### Request
Update the entries below by replacing every occurrence of "Point out" with "Indicate", leaving all other text unchanged.

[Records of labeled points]
==================================================

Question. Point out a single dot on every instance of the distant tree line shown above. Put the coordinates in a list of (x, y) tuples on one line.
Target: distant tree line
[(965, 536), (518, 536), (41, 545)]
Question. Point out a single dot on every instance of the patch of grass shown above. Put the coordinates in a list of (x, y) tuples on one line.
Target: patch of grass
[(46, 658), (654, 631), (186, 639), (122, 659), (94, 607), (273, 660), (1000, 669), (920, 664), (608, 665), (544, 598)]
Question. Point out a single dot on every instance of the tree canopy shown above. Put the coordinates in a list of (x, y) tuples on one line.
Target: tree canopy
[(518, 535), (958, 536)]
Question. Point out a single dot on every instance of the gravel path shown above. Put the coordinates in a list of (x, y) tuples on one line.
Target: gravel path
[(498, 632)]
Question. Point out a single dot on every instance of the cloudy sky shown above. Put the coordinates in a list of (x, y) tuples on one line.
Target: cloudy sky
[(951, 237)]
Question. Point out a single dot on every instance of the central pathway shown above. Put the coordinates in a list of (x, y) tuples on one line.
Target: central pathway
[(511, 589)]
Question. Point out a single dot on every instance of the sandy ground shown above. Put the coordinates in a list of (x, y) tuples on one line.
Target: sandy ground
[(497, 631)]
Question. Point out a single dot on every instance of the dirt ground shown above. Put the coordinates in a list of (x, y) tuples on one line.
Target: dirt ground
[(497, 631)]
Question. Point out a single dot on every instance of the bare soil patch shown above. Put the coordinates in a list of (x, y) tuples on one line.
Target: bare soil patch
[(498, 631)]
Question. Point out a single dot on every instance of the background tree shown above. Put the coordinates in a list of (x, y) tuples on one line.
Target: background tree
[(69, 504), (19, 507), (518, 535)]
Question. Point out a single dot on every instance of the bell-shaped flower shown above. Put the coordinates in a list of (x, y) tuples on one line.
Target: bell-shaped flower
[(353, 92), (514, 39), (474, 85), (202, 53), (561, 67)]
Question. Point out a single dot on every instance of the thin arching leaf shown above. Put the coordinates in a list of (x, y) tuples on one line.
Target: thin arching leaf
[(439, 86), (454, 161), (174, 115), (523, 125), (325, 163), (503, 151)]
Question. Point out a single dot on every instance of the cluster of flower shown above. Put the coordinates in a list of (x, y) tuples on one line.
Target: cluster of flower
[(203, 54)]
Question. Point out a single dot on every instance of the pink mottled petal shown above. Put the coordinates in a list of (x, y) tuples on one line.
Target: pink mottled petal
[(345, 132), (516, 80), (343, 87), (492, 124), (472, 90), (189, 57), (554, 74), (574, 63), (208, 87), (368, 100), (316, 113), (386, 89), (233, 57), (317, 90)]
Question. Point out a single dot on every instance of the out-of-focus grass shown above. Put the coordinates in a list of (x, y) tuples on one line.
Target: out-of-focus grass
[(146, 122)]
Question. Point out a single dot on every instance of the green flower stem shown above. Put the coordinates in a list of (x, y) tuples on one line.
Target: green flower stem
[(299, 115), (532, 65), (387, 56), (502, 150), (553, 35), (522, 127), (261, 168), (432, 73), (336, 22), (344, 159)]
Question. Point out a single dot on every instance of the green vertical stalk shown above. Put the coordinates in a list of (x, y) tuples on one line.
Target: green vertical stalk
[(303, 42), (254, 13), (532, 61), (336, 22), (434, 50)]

==================================================

### Finished answer
Question. Indicate a single dot on every instance of the distant tree line shown above. Put the coordinates in a list of (x, y) tuples on one line.
Target: distant tree line
[(965, 536), (518, 536), (41, 545)]
Question. Indicate a single dot on every instance of the patch of grass shown above. Put the coordinates in a list of (x, y) tuples on one line.
Target: patch of grass
[(46, 658), (654, 631), (186, 639), (122, 659), (94, 607), (273, 660), (1000, 669), (920, 664), (608, 665), (544, 598)]
Question. Indicate a single dot on every instance of the tree canopy shown above. Put the coordinates in a list of (x, y) tuples on one line.
Target: tree canopy
[(518, 535), (958, 536)]
Question. Indicate a single dot on every instance of the gravel path shown above. Put the coordinates in a list of (x, y) tuples on one line.
Target: gravel path
[(498, 632)]
Question. Indicate a single dot on every instance of the cloudy sky shown above. Put the coordinates in a list of (x, y) tuples on one line.
Target: cloudy sky
[(951, 237)]
Question. Indicate a single dot on every instance of the central pathway shown above. Put the coordinates in a list of (x, y) tuples on one line.
Target: central pathway
[(511, 589)]
Question. Indicate a single dot on every instance of the sandy ground shown above. Put the coordinates in a list of (x, y) tuples on one line.
Target: sandy ground
[(497, 631)]
Question. Indicate a single dot on every instance of the dirt ground shown above. Put the coordinates in a list of (x, y) tuples on one line.
Target: dirt ground
[(497, 631)]
Question. Indicate a single dot on every instance of the bare soil patch shown above. Put the coordinates in a list of (x, y) tuples on one line.
Target: bare soil patch
[(498, 631)]
Question. Indicate a single dot on every instance of the background tree shown above. Put the coordinates in a list of (x, y) tuples on one line.
Target: background tree
[(69, 504), (19, 507), (518, 535)]
Question. Indicate a single dot on every instance of the bell-shaped flower shown above. Put the coordinates in a list of (x, y) tuples on one line.
Target: bell-shaped flower
[(353, 92), (514, 39), (474, 85), (202, 53), (561, 67)]
Question. Indicate a single dot on every instance of the thin arching leaf shown above. Put the coordinates in a list of (x, y) tuples on one line.
Target: thin arching leaf
[(439, 86), (454, 161), (174, 115), (523, 125), (325, 163), (503, 151)]
Question. Indicate a single dot on every instance of the cluster of flower shown above. Put the coordinates in a list of (x, y) tuples on one line.
Target: cluster of flower
[(203, 54)]
Question. Indicate a single dot on every instance of the pink mottled petal shown above. Put the coordinates in a list of (x, y) tuples on one line.
Target: pink mottled petal
[(345, 132), (516, 80), (343, 87), (492, 124), (472, 90), (189, 57), (554, 74), (574, 63), (208, 87), (368, 100), (316, 113), (386, 89), (233, 57), (317, 90)]
Question. Indicate a single dot on every instance of the out-of-focus grass shown above. Put the coordinates in a list of (x, y) tuples on one line.
Target: out-of-focus grass
[(146, 122)]
Question. Indicate a single dot on every instance of the green flower stem shown above. Put the coordinates in a list of (x, y) tuples on one line.
Target: green flower stem
[(299, 115), (532, 65), (387, 56), (502, 150), (553, 35), (522, 127), (261, 168), (432, 73), (336, 22), (344, 159)]
Question. Indicate a single dot on every instance of the green vertical stalk shown above. Put the coordinates in a list of (x, y) tuples on one line.
Target: green vertical stalk
[(303, 42), (254, 13), (532, 61), (336, 22), (434, 50)]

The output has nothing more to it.